■ Given problem ■
Pick out every line of the records below that contains the word "blue", treating uppercase and lowercase as different.

(Records for bounding box labeling)
════

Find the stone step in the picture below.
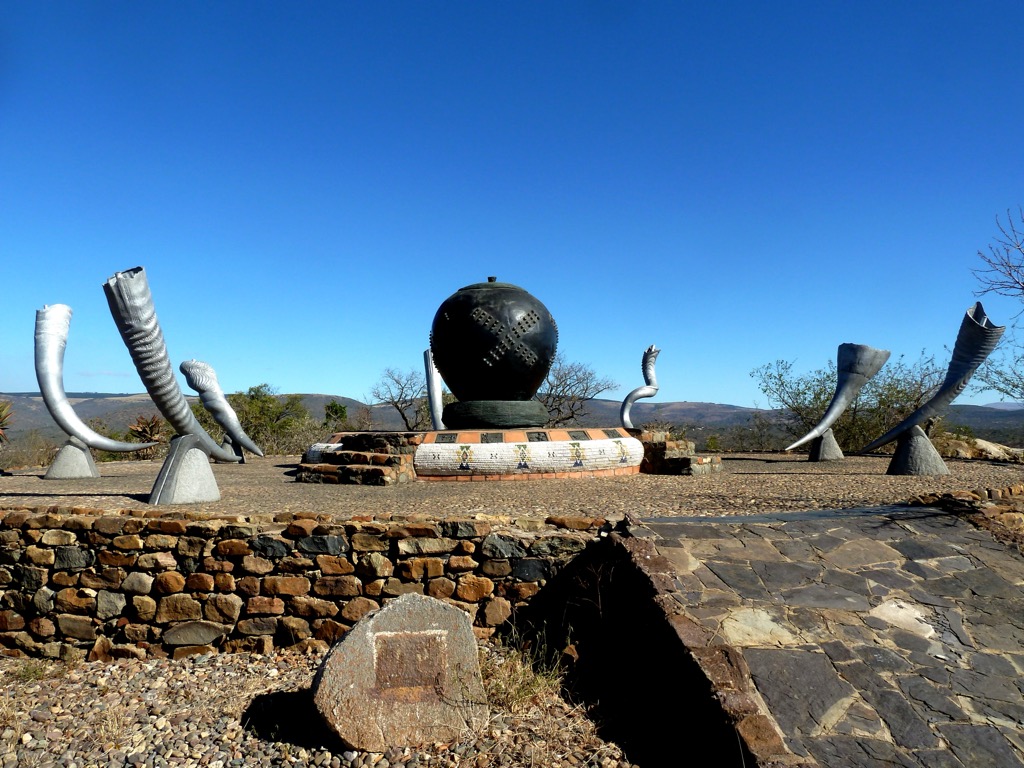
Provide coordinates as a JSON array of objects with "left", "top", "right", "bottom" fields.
[
  {"left": 295, "top": 461, "right": 416, "bottom": 485},
  {"left": 315, "top": 451, "right": 413, "bottom": 471}
]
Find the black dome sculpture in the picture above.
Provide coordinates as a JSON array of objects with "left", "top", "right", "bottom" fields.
[{"left": 430, "top": 278, "right": 558, "bottom": 428}]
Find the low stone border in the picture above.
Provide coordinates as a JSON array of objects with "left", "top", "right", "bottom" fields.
[{"left": 0, "top": 508, "right": 609, "bottom": 658}]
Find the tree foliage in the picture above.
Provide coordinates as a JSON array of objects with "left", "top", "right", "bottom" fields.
[
  {"left": 537, "top": 352, "right": 615, "bottom": 427},
  {"left": 370, "top": 368, "right": 430, "bottom": 432},
  {"left": 972, "top": 208, "right": 1024, "bottom": 402},
  {"left": 751, "top": 352, "right": 945, "bottom": 451},
  {"left": 0, "top": 400, "right": 12, "bottom": 443},
  {"left": 971, "top": 208, "right": 1024, "bottom": 307},
  {"left": 191, "top": 384, "right": 325, "bottom": 455}
]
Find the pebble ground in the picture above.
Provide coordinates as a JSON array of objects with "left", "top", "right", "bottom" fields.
[{"left": 0, "top": 454, "right": 1022, "bottom": 768}]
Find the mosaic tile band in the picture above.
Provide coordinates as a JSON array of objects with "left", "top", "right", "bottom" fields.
[{"left": 414, "top": 429, "right": 643, "bottom": 477}]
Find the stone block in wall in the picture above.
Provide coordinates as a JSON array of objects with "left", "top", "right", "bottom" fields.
[
  {"left": 395, "top": 557, "right": 444, "bottom": 582},
  {"left": 316, "top": 555, "right": 354, "bottom": 575},
  {"left": 313, "top": 575, "right": 362, "bottom": 597},
  {"left": 289, "top": 595, "right": 339, "bottom": 618},
  {"left": 480, "top": 534, "right": 526, "bottom": 559},
  {"left": 381, "top": 578, "right": 426, "bottom": 597},
  {"left": 398, "top": 538, "right": 457, "bottom": 557},
  {"left": 236, "top": 616, "right": 278, "bottom": 635},
  {"left": 56, "top": 613, "right": 96, "bottom": 640},
  {"left": 263, "top": 575, "right": 310, "bottom": 596},
  {"left": 53, "top": 546, "right": 96, "bottom": 570},
  {"left": 156, "top": 594, "right": 203, "bottom": 624},
  {"left": 131, "top": 595, "right": 157, "bottom": 622},
  {"left": 427, "top": 577, "right": 455, "bottom": 600},
  {"left": 39, "top": 528, "right": 78, "bottom": 547},
  {"left": 483, "top": 597, "right": 512, "bottom": 627},
  {"left": 351, "top": 531, "right": 391, "bottom": 552},
  {"left": 121, "top": 570, "right": 154, "bottom": 595},
  {"left": 96, "top": 590, "right": 128, "bottom": 622},
  {"left": 25, "top": 544, "right": 56, "bottom": 567},
  {"left": 135, "top": 552, "right": 178, "bottom": 570},
  {"left": 455, "top": 573, "right": 495, "bottom": 603},
  {"left": 246, "top": 595, "right": 285, "bottom": 615},
  {"left": 203, "top": 594, "right": 245, "bottom": 625},
  {"left": 527, "top": 536, "right": 587, "bottom": 557},
  {"left": 296, "top": 536, "right": 349, "bottom": 555},
  {"left": 153, "top": 570, "right": 185, "bottom": 595}
]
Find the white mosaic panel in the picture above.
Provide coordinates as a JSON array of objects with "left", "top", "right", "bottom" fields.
[{"left": 414, "top": 437, "right": 643, "bottom": 475}]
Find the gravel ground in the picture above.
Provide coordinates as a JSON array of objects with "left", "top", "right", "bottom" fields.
[
  {"left": 0, "top": 454, "right": 1024, "bottom": 519},
  {"left": 0, "top": 645, "right": 631, "bottom": 768},
  {"left": 0, "top": 454, "right": 1024, "bottom": 768}
]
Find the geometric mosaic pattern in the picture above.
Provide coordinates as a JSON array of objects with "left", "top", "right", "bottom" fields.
[{"left": 413, "top": 429, "right": 643, "bottom": 477}]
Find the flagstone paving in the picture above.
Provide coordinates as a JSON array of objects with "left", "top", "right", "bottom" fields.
[{"left": 629, "top": 507, "right": 1024, "bottom": 768}]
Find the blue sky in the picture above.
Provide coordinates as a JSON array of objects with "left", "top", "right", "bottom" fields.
[{"left": 0, "top": 0, "right": 1024, "bottom": 407}]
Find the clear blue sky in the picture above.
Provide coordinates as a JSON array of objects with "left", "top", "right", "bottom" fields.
[{"left": 0, "top": 0, "right": 1024, "bottom": 407}]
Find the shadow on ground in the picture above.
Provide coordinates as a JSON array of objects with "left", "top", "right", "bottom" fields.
[
  {"left": 517, "top": 540, "right": 757, "bottom": 768},
  {"left": 242, "top": 688, "right": 347, "bottom": 754}
]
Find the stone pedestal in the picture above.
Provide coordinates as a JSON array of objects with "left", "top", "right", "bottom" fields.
[
  {"left": 150, "top": 434, "right": 220, "bottom": 504},
  {"left": 43, "top": 437, "right": 99, "bottom": 480},
  {"left": 807, "top": 428, "right": 846, "bottom": 462},
  {"left": 886, "top": 427, "right": 949, "bottom": 475}
]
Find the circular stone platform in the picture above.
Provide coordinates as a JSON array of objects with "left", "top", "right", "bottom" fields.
[{"left": 413, "top": 427, "right": 643, "bottom": 480}]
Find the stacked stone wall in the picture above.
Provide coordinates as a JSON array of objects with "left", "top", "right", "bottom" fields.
[{"left": 0, "top": 509, "right": 608, "bottom": 658}]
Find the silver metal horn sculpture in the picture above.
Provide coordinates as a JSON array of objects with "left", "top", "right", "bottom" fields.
[
  {"left": 35, "top": 304, "right": 157, "bottom": 480},
  {"left": 860, "top": 301, "right": 1006, "bottom": 475},
  {"left": 423, "top": 349, "right": 444, "bottom": 430},
  {"left": 786, "top": 344, "right": 890, "bottom": 461},
  {"left": 618, "top": 344, "right": 662, "bottom": 429},
  {"left": 103, "top": 266, "right": 239, "bottom": 504},
  {"left": 178, "top": 359, "right": 263, "bottom": 461}
]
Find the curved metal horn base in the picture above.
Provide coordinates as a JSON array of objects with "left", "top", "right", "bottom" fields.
[
  {"left": 103, "top": 266, "right": 238, "bottom": 462},
  {"left": 43, "top": 436, "right": 99, "bottom": 480},
  {"left": 786, "top": 344, "right": 890, "bottom": 461},
  {"left": 178, "top": 359, "right": 263, "bottom": 457},
  {"left": 150, "top": 434, "right": 220, "bottom": 504},
  {"left": 618, "top": 344, "right": 662, "bottom": 429},
  {"left": 860, "top": 301, "right": 1007, "bottom": 454},
  {"left": 36, "top": 304, "right": 157, "bottom": 454},
  {"left": 807, "top": 429, "right": 846, "bottom": 462},
  {"left": 886, "top": 425, "right": 949, "bottom": 475}
]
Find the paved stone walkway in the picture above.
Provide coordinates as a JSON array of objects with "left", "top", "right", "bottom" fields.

════

■ Worked answer ■
Find the blue sky in the picture above.
Find the clear blue sky in the picture above.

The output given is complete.